Exactly reproduce the line that contains "Where in this photo can the brown" and all lines after it in the entries below, through the very last line.

****

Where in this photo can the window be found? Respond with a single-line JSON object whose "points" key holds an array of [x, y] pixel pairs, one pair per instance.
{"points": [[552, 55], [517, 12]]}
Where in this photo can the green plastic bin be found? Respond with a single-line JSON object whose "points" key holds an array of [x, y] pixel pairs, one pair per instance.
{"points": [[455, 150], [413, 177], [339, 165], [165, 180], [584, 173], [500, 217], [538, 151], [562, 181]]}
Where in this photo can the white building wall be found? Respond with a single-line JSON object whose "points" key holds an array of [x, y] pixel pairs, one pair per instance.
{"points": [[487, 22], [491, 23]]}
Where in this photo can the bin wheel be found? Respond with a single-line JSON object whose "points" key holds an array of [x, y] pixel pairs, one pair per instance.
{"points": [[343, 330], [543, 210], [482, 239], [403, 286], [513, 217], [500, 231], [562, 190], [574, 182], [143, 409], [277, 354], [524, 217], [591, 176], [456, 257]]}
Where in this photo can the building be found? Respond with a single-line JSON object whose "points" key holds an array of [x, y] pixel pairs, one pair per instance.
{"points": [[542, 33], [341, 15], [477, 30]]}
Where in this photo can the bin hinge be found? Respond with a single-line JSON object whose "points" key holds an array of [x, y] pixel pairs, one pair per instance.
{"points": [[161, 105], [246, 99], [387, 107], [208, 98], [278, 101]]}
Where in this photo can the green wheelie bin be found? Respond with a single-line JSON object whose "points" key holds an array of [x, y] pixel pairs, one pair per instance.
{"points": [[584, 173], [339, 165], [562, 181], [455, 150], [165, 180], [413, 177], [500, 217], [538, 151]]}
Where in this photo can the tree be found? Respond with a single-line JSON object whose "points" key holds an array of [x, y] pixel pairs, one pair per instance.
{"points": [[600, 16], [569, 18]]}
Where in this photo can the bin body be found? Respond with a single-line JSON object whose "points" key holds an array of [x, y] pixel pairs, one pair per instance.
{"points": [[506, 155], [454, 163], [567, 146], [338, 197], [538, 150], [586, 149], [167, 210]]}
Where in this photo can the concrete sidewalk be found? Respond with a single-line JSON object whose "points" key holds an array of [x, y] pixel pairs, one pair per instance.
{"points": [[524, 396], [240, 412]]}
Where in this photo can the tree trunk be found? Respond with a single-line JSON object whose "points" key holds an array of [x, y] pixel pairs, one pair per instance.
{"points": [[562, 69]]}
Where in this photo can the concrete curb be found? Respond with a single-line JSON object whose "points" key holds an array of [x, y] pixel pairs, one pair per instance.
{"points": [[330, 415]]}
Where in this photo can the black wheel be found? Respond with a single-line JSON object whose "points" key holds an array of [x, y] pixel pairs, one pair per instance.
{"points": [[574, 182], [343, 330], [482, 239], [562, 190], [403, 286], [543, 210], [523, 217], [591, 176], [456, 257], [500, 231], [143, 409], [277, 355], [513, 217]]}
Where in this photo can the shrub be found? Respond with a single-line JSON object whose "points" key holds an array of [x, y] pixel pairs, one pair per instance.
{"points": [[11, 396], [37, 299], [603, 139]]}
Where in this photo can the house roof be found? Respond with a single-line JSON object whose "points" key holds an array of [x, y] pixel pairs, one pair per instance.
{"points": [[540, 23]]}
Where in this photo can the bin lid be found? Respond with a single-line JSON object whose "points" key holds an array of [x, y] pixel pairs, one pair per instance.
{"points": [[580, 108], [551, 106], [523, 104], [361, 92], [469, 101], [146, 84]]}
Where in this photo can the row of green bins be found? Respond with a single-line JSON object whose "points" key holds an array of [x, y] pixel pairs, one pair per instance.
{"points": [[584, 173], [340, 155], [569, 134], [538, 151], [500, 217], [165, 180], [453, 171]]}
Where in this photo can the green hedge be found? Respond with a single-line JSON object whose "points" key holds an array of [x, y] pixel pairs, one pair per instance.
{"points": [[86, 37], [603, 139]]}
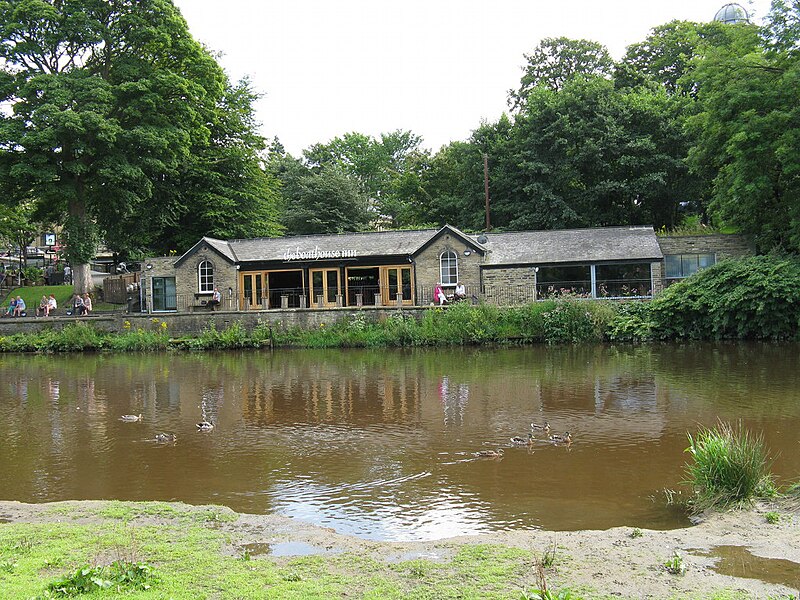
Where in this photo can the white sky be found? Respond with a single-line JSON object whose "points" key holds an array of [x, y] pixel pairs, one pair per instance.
{"points": [[435, 67]]}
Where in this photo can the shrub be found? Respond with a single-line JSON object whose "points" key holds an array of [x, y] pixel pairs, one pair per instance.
{"points": [[749, 298], [729, 467]]}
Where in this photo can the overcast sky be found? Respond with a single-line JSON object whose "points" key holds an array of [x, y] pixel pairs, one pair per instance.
{"points": [[435, 67]]}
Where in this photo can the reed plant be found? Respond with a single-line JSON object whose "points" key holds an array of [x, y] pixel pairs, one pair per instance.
{"points": [[730, 467]]}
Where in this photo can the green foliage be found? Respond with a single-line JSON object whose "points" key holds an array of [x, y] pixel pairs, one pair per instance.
{"points": [[750, 298], [632, 323], [729, 467], [119, 576]]}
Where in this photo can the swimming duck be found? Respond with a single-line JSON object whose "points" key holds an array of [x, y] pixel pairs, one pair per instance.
{"points": [[561, 439], [520, 441], [489, 453]]}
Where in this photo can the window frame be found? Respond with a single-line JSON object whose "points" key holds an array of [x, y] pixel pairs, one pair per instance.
{"points": [[205, 282], [448, 260]]}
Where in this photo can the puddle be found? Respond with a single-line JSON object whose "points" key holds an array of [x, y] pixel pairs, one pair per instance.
{"points": [[406, 556], [285, 549], [737, 561]]}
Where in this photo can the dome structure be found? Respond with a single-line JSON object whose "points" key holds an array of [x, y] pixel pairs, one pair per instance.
{"points": [[732, 14]]}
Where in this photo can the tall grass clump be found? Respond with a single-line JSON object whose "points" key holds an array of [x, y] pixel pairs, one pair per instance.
{"points": [[749, 298], [729, 467]]}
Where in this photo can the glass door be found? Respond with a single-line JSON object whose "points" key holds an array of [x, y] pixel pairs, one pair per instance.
{"points": [[164, 296], [394, 281], [325, 285], [252, 290]]}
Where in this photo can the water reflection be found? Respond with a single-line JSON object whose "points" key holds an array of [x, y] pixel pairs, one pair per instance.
{"points": [[380, 444]]}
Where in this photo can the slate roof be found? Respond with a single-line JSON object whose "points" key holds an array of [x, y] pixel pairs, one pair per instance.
{"points": [[573, 246], [371, 243], [519, 247]]}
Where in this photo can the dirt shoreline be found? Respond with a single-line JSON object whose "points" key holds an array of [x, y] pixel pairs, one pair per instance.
{"points": [[614, 562]]}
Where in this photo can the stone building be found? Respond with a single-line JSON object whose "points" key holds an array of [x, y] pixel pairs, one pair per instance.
{"points": [[402, 268]]}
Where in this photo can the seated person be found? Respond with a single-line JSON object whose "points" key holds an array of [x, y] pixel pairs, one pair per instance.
{"points": [[19, 308], [43, 307]]}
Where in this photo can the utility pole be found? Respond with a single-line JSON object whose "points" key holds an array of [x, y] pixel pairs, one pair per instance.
{"points": [[486, 188]]}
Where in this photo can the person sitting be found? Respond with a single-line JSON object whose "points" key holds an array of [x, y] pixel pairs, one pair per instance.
{"points": [[77, 305], [438, 295], [215, 301], [43, 307], [87, 303], [19, 308]]}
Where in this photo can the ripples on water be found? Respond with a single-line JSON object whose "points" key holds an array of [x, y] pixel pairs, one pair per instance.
{"points": [[381, 444]]}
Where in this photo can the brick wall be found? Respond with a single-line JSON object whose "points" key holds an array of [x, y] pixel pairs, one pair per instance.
{"points": [[428, 272], [509, 285]]}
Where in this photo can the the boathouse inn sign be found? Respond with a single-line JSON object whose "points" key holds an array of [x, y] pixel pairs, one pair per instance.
{"points": [[316, 254]]}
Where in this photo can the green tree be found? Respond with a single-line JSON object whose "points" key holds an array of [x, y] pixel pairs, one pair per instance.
{"points": [[555, 61], [385, 169], [113, 110]]}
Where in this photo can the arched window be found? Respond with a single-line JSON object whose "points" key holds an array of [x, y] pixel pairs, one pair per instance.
{"points": [[205, 277], [448, 267]]}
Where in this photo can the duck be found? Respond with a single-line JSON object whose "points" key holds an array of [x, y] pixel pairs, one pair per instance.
{"points": [[562, 439], [489, 453], [521, 441]]}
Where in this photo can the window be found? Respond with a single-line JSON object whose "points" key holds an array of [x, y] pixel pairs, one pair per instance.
{"points": [[678, 266], [205, 274], [448, 263]]}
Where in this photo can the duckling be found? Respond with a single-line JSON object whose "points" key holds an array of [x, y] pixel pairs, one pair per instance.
{"points": [[489, 453], [562, 439], [520, 441]]}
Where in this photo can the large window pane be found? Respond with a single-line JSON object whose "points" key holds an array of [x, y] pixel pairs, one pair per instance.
{"points": [[560, 281], [622, 281]]}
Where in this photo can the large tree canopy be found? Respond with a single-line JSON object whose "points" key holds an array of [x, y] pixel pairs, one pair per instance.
{"points": [[116, 119]]}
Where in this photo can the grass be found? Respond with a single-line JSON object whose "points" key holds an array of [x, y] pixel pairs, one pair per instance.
{"points": [[190, 557], [730, 467], [33, 294]]}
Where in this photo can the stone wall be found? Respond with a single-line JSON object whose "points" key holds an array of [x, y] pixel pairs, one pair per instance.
{"points": [[509, 285], [187, 280], [427, 267], [193, 323]]}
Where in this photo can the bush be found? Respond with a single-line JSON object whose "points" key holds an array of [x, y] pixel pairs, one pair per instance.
{"points": [[729, 467], [750, 298]]}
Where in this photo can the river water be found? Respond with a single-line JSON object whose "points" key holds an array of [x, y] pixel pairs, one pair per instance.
{"points": [[381, 443]]}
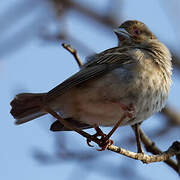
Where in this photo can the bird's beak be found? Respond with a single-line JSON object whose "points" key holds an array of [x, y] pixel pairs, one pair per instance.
{"points": [[122, 34]]}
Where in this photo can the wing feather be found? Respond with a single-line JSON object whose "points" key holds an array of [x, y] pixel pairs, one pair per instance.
{"points": [[101, 64]]}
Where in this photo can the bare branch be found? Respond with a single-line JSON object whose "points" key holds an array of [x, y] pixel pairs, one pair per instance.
{"points": [[74, 53], [151, 147]]}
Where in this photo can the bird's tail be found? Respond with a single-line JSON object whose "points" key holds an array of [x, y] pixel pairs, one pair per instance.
{"points": [[26, 107]]}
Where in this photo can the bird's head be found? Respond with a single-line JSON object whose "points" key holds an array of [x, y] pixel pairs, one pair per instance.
{"points": [[133, 31]]}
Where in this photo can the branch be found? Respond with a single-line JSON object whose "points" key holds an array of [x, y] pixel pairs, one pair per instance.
{"points": [[173, 150], [151, 147], [73, 52]]}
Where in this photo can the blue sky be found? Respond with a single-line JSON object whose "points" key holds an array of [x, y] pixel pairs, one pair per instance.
{"points": [[38, 67]]}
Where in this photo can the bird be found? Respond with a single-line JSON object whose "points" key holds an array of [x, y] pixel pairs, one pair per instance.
{"points": [[135, 73]]}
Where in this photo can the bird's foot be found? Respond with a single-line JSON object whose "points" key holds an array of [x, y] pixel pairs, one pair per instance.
{"points": [[129, 110], [103, 141]]}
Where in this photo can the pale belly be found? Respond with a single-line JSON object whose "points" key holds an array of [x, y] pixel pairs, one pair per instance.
{"points": [[98, 101]]}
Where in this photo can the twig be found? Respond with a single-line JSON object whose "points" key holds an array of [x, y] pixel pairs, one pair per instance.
{"points": [[173, 150], [73, 52], [151, 147]]}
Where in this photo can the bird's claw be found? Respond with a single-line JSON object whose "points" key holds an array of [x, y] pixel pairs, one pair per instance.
{"points": [[103, 141]]}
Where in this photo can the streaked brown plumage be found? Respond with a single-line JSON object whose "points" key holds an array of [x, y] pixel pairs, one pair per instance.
{"points": [[138, 71]]}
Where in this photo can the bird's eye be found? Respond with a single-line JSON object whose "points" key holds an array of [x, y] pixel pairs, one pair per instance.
{"points": [[137, 31]]}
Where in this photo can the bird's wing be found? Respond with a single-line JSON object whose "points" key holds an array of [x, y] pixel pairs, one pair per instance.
{"points": [[102, 63]]}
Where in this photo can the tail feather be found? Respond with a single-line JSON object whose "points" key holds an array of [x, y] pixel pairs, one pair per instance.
{"points": [[26, 107]]}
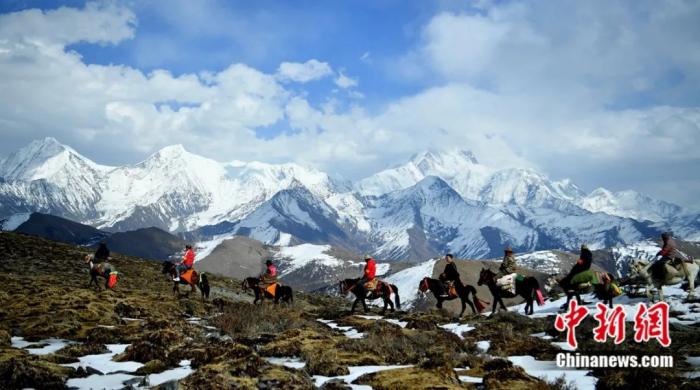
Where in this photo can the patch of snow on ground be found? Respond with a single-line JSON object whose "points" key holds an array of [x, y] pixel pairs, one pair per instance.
{"points": [[674, 295], [483, 345], [173, 374], [43, 347], [548, 370], [389, 320], [348, 331], [355, 372], [407, 281], [543, 261], [15, 220], [104, 363], [458, 329], [95, 381], [299, 256], [290, 362]]}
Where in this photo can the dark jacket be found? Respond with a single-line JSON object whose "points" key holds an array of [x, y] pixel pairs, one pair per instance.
{"points": [[102, 253], [451, 272], [583, 263]]}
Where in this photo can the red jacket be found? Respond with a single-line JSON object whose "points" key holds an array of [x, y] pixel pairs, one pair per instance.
{"points": [[370, 269], [188, 260]]}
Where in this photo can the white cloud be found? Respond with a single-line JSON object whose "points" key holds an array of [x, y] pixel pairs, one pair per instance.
{"points": [[344, 81], [517, 84], [96, 23], [303, 72]]}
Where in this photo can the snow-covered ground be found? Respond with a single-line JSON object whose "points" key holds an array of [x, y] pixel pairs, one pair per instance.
{"points": [[458, 329], [43, 347], [686, 313], [543, 261], [298, 256], [15, 220], [290, 362], [548, 370]]}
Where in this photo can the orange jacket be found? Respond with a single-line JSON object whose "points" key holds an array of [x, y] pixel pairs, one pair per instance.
{"points": [[188, 260], [370, 269]]}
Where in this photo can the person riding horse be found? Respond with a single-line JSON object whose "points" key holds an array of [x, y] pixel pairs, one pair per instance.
{"points": [[670, 256], [268, 280], [506, 272], [450, 277], [583, 264], [187, 263], [101, 254], [367, 281]]}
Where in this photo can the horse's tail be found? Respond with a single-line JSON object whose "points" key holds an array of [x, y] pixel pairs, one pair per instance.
{"points": [[397, 299]]}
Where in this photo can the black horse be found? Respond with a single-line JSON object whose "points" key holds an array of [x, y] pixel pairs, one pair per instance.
{"points": [[169, 269], [601, 286], [528, 288], [463, 292], [284, 293], [383, 291]]}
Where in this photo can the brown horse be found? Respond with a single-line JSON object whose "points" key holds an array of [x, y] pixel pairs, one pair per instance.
{"points": [[104, 270], [463, 292], [383, 291], [169, 269], [527, 288]]}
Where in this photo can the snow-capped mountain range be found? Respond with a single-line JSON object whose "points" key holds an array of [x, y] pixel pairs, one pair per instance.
{"points": [[436, 202]]}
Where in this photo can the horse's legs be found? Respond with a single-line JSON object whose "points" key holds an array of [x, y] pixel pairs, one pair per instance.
{"points": [[354, 304]]}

****

> [Solution for this exercise]:
Where in this photo can the brown horse be found? Respond with a single-line JSON object whose "points" key holds an array of [x, y] pixel pairs, one pair per instance.
{"points": [[104, 270], [463, 292], [383, 291], [169, 269], [527, 288]]}
Where in this photo can the snow-capped mountain range be found? Respond with a single-line JSON object whose "points" key holds an array of [x, y] pixel pairs, one pair per instance.
{"points": [[436, 202]]}
Where in this photo can the horse's legs be found? Respond with a single-line JSON object whose "points" key holds an array of [x, y] pixel pairs, one pair per instance.
{"points": [[354, 304]]}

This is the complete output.